===== Article
What is VeChain?
VeChain is an up-and-coming Chinese blockchain that currently exists as an ERC20 smart contract on Ethereum. VeChain will be a partially centralized blockchain that uses a “proof-of-authority” system whereby the VeChain Foundation gets to choose who the blockchain’s 101 block producers will be. VeChain will support smart contracts through the Ethereum Virtual Machine (EVM). It will also have a unique dual asset economic system with VET and Thor Power. VET is used to generate Thor Power and Thor Power acts as a stablecoin that pays for blockchain operations.
Perhaps the most standout property of the project is its extensive enterprise partnerships. VeChain has positioned itself as a blockchain-based supply chain management solution, backing up this stance with a powerful partnership with DNV GL. DNV GL is a global quality assurance and risk management company that has so far provided VeChain with access to customers in the Italian wine industry as well as the Chinese tobacco industry. Other VeChain partnerships include BMW, Healthcare Co. Ltd, Kuehne & Nagel, and many more.
How does VeChain work?
VeChain is a proof-of-authority blockchain. The VeChain Foundation vets block producers and gives them the authority to produce blocks. As you can imagine, this is a very centralized system. Even if there are 101 different block producers in the system, they are all beholden to the whims of the Foundation. This introduces all sorts of questions since the Foundation will essentially have full control of the blockchain. I’ll elaborate on this further in the Project Concerns section below.
As expected, increased blockchain centralization results in increased performance. VeChain has claimed that its blockchain is able to handle up to 10,000 transactions per second. This is an exceptional transaction throughput when compared to Bitcoin and Ethereum, which are both under 50 transactions per second.
Other benefits of VeChain’s substantial centralization include more stable blockchain governance and a lower risk of forks. With one centralized entity controlling the blockchain’s development direction, disputes within the community are quickly resolved. In addition, given that the Foundation controls who the block producers are, there is virtually no risk of hard forks.
==========
• To be done:
(A) Reproduce the records starting with the line that contains "[locate] grass patch" and going on through the last line of the records, keeping each request unchanged and raising every x and y coordinate in the answers by 26.
(B) Extend the article on VeChain beyond its final sentence.
===== Exercise material
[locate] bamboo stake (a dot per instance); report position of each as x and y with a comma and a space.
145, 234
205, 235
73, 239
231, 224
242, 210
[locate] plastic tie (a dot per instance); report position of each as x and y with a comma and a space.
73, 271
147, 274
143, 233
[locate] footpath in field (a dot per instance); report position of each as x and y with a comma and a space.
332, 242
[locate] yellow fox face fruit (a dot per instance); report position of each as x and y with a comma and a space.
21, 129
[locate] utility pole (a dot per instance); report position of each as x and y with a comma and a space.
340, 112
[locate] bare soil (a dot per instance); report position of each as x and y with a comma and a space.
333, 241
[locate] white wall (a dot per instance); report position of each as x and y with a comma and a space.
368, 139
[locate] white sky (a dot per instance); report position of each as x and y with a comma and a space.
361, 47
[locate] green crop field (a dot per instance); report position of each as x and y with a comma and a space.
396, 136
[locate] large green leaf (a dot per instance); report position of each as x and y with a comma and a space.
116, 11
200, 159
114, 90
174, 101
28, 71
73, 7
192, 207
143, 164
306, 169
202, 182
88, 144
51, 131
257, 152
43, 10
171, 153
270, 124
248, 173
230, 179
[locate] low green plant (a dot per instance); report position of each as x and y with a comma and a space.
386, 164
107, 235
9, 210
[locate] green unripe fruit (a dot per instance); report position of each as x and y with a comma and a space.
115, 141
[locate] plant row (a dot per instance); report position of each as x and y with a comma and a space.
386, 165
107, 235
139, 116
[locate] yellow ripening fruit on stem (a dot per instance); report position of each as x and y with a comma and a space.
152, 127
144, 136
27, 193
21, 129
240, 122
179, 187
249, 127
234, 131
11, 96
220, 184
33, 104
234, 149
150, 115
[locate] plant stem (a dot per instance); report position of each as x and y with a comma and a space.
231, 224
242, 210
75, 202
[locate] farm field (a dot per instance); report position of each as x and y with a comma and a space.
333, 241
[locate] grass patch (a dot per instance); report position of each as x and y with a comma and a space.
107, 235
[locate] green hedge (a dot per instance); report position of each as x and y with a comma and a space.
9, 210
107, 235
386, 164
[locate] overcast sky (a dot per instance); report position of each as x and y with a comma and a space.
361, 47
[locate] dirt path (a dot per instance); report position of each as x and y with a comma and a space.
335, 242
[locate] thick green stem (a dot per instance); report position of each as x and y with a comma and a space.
==========
• Results by task:
(A)
[locate] grass patch (a dot per instance); report position of each as x and y with a comma and a space.
133, 261
[locate] green hedge (a dot per instance); report position of each as x and y with a comma and a space.
35, 236
133, 261
412, 190
[locate] overcast sky (a dot per instance); report position of each as x and y with a comma and a space.
387, 73
[locate] dirt path (a dot per instance); report position of each as x and y with a comma and a space.
361, 268
[locate] thick green stem (a dot per instance); report position of each as x and y with a comma and a space.

(B)
VeChain’s cryptoeconomics - Thor Power
VeChain aims to stabilize costs of using its blockchain. To do so, the team has introduced a unique economic system in the form of Thor Power. Thor Power is a separate asset on the VeChain blockchain that has a dynamic supply with the intention of keeping prices stable. Thor Power is needed to pay for all blockchain operations including transaction fees and smart contract execution fees. Presumably, the Thor Power paid for blockchain operations is burned. To acquire Thor Power, users will either need to own VET to generate Thor Power or buy it on the open market.
As mentioned before, Thor Power’s supply is dynamic. Although it’s currently not clear how the balancing system will work, VeChain’s plan is to adjust the rate of Thor Power generation whenever there’s an imbalance between supply and demand. One can think of Thor Power as VeChain’s native stablecoin, which is analogous to Steem’s Steem-Backed Dollar.
Every VET will have a base amount of Thor Power generation. Wallets with a certain amount of VET can qualify for different tiers of VeChain economic nodes. Economic nodes generate Thor Power at a higher rate, with higher tiers generating more Thor Power. Current economic node tiers include the VeThor X Node (6k VET), Strength Node (10k VET), Strength X Node (16k VET), Thunder Node (50k VET), Thunder X Node (56k VET), Mjolnir Node (150k VET), and Mjolnir X Node (156k VET).
VeChain block producers will operate what’s known as Thrudheim Masternodes. Thrudheim Masternodes are classified as Authority Nodes and will have the highest rate of Thor Power generation.
It’s important to note that the price of Thor Power is currently unknown and this could determine how profitable it is holding VET to generate and sell Thor Power.
VeChain plans to introduce smart contracts to its blockchain using the EVM. This is great since existing Ethereum smart contracts will be easily portable to VeChain’s blockchain. It’d be interesting to see how VeChain adapts its Thor Power system to the EVM’s gas system.
Supply chain management
Supply chain management is the flagship application for VeChain.
In order to bootstrap VeChain’s supply chain management capabilities, VeChain will be manufacturing its own RFID and NFC chips that will be attached to products to track their passage through the supply chain. VeChain will manufacture several different types of chips suited for different products and supply chains. Some chips will have microsensors in order to detect environmental conditions like temperature and humidity whereas others will be simpler.
RFID and NFC chips will be attached to products in order to securely track them on the blockchain. Each chip will have a private and public key pair. The blockchain will store the public key as well as a hash of any data associated with the product. This data could include environmental data, as mentioned before, or data around the passage of the product through the supply chain.
While the blockchain will only store a hash of a product’s data, the actual data will be stored in CHAOS, a decentralized data encryption and storage solution developed by VeChain.
VeChain plans to introduce applications to allow anyone with a product and its associated RFID/NFC chip to fetch the product’s data. For example, a consumer could scan a hand bag’s RFID/NFC chip in order to see its passage through the supply chain and verify that the product was properly handled before they purchased it.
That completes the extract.